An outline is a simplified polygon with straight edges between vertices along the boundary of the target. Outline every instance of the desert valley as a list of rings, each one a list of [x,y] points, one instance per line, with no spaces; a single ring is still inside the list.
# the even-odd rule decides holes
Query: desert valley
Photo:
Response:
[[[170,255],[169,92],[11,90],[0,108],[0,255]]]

STATED GOAL:
Reproduce every line of the items above verbatim, preserving their original order and formatting.

RESULT OF THIS TASK:
An outline is a simplified polygon with straight edges between vertices along the boundary of the target. Outline every instance of the desert valley as a list of rings, each one a list of [x,y] points, one instance per line, with no spaces; a single ring is still inside the list.
# the even-odd rule decides holes
Query: desert valley
Photo:
Response:
[[[170,255],[169,92],[11,90],[0,108],[0,255]]]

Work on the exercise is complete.